• Exercise description:
Give back every record exactly.
Segment Start: Source information
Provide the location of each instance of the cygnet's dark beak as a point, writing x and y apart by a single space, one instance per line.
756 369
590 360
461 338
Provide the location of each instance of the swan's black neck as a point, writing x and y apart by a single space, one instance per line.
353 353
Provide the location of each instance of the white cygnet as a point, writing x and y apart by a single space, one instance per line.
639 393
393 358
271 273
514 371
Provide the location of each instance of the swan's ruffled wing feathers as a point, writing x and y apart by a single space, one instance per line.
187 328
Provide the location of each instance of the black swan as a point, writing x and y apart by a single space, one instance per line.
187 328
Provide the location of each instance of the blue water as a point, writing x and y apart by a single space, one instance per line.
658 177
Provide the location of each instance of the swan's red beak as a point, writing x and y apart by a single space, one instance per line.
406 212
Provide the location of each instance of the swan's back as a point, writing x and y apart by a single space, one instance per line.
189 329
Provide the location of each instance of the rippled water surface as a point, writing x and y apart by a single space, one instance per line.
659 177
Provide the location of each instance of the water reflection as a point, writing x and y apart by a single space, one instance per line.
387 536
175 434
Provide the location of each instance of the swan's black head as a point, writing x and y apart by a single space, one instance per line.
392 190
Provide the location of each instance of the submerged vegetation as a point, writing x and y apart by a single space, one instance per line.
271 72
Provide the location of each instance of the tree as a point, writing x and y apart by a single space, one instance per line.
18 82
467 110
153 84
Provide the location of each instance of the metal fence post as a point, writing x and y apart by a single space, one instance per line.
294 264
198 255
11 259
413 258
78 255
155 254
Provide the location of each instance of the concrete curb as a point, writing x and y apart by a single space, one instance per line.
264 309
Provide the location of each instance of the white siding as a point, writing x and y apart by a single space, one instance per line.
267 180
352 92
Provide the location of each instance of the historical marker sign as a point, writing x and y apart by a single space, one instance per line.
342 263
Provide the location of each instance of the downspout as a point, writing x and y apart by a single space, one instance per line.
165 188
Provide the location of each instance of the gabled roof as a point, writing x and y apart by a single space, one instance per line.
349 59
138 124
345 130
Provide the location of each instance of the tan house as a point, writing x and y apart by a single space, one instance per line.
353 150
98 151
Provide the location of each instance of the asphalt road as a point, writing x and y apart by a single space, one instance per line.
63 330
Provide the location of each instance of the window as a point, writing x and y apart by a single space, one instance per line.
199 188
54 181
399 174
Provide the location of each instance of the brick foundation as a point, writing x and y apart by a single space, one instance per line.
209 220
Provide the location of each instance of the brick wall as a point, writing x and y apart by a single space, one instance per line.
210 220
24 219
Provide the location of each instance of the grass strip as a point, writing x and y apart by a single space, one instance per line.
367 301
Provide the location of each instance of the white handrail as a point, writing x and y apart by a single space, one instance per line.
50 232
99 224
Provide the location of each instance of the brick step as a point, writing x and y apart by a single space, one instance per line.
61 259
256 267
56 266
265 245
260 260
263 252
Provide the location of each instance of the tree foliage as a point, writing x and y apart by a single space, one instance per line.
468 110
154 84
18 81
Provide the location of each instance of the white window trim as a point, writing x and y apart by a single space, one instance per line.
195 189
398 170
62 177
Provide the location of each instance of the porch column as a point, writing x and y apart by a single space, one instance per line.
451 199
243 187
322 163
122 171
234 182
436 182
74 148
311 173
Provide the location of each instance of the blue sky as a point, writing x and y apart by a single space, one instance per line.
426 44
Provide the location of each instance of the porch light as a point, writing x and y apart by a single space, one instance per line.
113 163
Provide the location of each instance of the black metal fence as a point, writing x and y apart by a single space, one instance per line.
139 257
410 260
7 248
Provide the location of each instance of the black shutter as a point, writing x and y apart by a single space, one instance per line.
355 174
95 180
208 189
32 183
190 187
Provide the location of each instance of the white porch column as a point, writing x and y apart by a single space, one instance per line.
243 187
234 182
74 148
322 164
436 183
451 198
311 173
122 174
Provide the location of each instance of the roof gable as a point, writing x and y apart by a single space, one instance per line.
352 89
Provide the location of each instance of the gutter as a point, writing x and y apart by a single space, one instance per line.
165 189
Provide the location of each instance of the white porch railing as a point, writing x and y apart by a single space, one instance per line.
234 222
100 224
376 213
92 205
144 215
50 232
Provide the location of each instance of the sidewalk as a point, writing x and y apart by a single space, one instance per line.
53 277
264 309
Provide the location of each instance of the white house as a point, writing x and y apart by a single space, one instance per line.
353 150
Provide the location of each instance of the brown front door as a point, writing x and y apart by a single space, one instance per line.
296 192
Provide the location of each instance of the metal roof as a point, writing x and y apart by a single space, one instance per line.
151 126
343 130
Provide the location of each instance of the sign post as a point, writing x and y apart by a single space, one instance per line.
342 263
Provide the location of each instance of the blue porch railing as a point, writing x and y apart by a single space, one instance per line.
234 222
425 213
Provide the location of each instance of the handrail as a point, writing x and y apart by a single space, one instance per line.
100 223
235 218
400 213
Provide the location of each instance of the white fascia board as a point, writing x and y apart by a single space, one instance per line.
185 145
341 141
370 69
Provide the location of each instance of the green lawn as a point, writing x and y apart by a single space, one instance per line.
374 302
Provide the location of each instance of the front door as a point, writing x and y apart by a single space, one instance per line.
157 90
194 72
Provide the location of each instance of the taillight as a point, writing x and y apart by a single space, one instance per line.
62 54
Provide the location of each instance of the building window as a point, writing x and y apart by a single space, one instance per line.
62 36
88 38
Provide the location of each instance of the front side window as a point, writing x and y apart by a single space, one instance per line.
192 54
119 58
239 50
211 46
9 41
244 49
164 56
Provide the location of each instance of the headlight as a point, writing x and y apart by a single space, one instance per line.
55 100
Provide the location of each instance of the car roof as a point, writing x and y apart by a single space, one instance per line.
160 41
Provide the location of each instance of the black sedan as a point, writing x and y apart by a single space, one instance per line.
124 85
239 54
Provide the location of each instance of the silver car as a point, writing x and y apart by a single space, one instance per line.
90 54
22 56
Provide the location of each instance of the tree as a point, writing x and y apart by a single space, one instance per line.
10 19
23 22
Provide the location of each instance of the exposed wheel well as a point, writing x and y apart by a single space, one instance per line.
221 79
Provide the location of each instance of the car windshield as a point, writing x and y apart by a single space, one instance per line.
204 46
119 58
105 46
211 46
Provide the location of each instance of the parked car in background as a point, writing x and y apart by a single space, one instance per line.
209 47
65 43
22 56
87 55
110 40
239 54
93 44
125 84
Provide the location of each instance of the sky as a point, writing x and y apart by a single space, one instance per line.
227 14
Segment End: Source information
• Response below:
Provide the location of each instance of the cygnet's dark beak as a point, writing x and y apart by a single space, one instance per line.
756 369
590 360
461 338
Provide the location of each instance of the swan's black neck as a point, writing x and y apart by a single space, one instance per line.
353 353
Provide the location of each instance of the white cygnet as a point, writing x and y apart by a single space, one instance per line.
639 393
393 358
271 273
514 371
Provide the location of each instance of the swan's ruffled wing feathers as a point, writing x and y apart by a single space, one instance per line.
187 328
Provide the location of each instance of the black swan as a point, writing x and y apart by a single space, one instance per line.
187 328
Provide the location of each instance of the blue water as a point, writing x and y apart by a single space, one instance per line.
658 177
Provide the location of each instance of the swan's red beak as a point, writing x and y apart by a single space, one instance per line.
406 212
Provide the location of each instance of the swan's back as a point, writing x and y apart by a single space, one instance per line.
189 329
Provide the location of each instance of the rippled water surface as a point, writing x and y apart by a single space, one instance per line.
659 177
Provide the location of each instance of the water reflection as a point, writing x and y apart by a single space, one instance per line.
387 536
175 434
Provide the location of each instance of the swan's black head as a point, writing x and y apart by a single space, one instance per line.
392 190
Provide the location of each instance of the submerged vegetation as a point, writing x and y apart by a single space, one instance per line.
271 72
Provide the location of each instance of the tree as a point, writing x and y apart by a single space, one instance per line.
18 82
467 110
153 84
Provide the location of each instance of the metal fence post as a point, writing x and y apart by a single space, one instance per line.
294 264
198 255
11 259
413 258
78 255
155 254
Provide the location of each instance of the concrete curb as a point, writing x and y apart by a single space, one instance per line.
264 309
Provide the location of each instance of the white siding as a point, writing x and y apart by a single space, one instance per line.
267 180
352 92
Provide the location of each instance of the historical marker sign as a point, writing x and y apart by a single space, one instance per line.
342 263
Provide the location of each instance of the downspout as a point, writing x and y apart by a single space, one instance per line.
165 188
Provide the location of each instance of the gabled roof as a point, writing x and y apart by a single space, one instance per line.
349 59
138 124
345 130
Provide the location of each instance of the tan house as a point, writing x and y apart by a single space, one instance per line.
353 150
98 151
Provide the location of each instance of the asphalt road as a point, writing x and y apart by a single space, one instance per line.
63 330
Provide the location of each instance of the window as a point, writing x and y apart by a single space, one instance per line.
199 188
54 181
399 174
Provide the location of each instance of the brick foundation as a point, writing x and y apart by a single space, one instance per line.
209 220
Provide the location of each instance of the brick wall as a point, writing x and y apart by a single space, one instance per line.
210 220
24 219
Provide the location of each instance of the grass strip as a point, writing x and y apart by a single space, one instance per line.
367 301
Provide the location of each instance of the white handrail as a point, writing x and y apart by a single space, one instance per line.
50 232
99 224
Provide the location of each instance of the brick step as a point, writing x and y apart by a single space, one instance per line.
61 259
256 267
56 266
265 245
260 260
263 252
Provide the location of each instance of the tree foliage as a point, writing x and y apart by a single space, one instance per line.
468 110
154 84
18 81
Provide the location of each instance of the white window trim as a point, writing x and y apart by a single space, one instance per line.
195 189
398 170
62 177
Provide the location of each instance of the porch column as a point, writing x and y apart by a single space, one instance per line.
451 199
243 187
322 163
122 171
234 182
436 182
74 148
311 173
Provide the location of each instance of the blue sky as a point, writing x and y apart by a single space, one instance per line.
426 44
Provide the location of each instance of the porch light as a point, writing x and y apart by a single space, one instance per line.
113 163
Provide the location of each instance of the black metal fence as a point, writing x and y apart by a single space, one instance per line.
139 257
410 260
7 248
Provide the location of each instance of the black shutter as a point, writing x and y apart by a single space, one instance per line.
355 174
95 180
208 189
32 183
190 187
Provide the location of each instance of the white porch column as a point, writing x and y apart by a single space, one instance per line.
243 187
234 182
74 148
322 164
436 183
451 198
311 173
122 174
Provide the location of each instance of the roof gable as a point, writing x and y apart by a single space, one instance per line.
352 89
Provide the location of each instance of the gutter as a point, writing x and y apart by a single space, one instance per line.
165 189
Provide the location of each instance of the white porch railing as a point, writing x and y apart by a single space, one instance per line.
234 222
100 224
376 213
92 205
144 215
50 232
Provide the location of each instance of the sidewalk as a point, writing x and y apart by a single space, one instance per line.
53 277
264 309
Provide the location of each instance of the white house as a point, writing x and y apart by a single space, one instance per line.
353 150
Provide the location of each instance of the brown front door as a point, writing x and y apart by a single space, one instance per line.
296 192
Provide the location of each instance of the metal roof as a point, writing x and y apart by a single space, one instance per line.
151 126
343 130
Provide the location of each instance of the sign post as a point, writing x and y apart by a single space, one instance per line.
342 263
Provide the location of each instance of the blue porch railing as a point, writing x and y apart by a single space, one instance per line.
234 222
425 213
Provide the location of each instance of the handrail as a point, writing x and y apart by a single space, one instance per line.
100 223
235 218
400 213
Provide the location of each instance of the white fascia board as a point, writing x and y apart by a single space, one instance per line.
185 145
341 141
370 69
Provide the location of each instance of the green lawn as a point, writing x and y apart by a single space, one instance per line.
374 302
Provide the location of each instance of the front door as a point, writing x and y apart by a single space, one instance per line.
157 90
194 72
Provide the location of each instance of the taillight as a point, writing x and y apart by a single space, one instance per line.
62 54
Provide the location of each instance of the building window as a point, writing x and y apart by a single space, one instance per line.
62 36
88 38
Provide the location of each instance of the front side window as a point, writing x and y apart by a single space, one instance per line.
192 54
119 58
239 50
211 46
9 41
244 49
164 56
Provide the location of each instance of the headlight as a point, writing x and y apart by a single space, one instance per line.
55 100
Provide the location of each instance of the car roof as a point, writing x and y apart by a single space, one instance per line.
160 41
Provide the location of each instance of the black sedan as a point, writing x and y apart by a single space, one instance per line.
124 85
239 54
Provide the location of each instance of the silver car as a point, writing x and y apart by a single space, one instance per line.
90 54
22 56
Provide the location of each instance of the tree as a point, writing x and y apart by a single space, one instance per line.
10 19
23 22
Provide the location of each instance of the exposed wheel well as a point, writing x and y apart by a single space, one instance per line.
221 79
Provide the location of each instance of the car windshield as a point, writing x and y apart by a single space, one instance per line.
204 46
119 58
105 46
211 46
Provide the location of each instance of the parked car in background as a point, writing x and y apart by a single space, one instance per line.
209 47
65 43
22 56
87 55
110 40
239 54
93 44
125 84
Provide the location of each instance of the sky as a point, writing x and y apart by a single space, one instance per line.
227 14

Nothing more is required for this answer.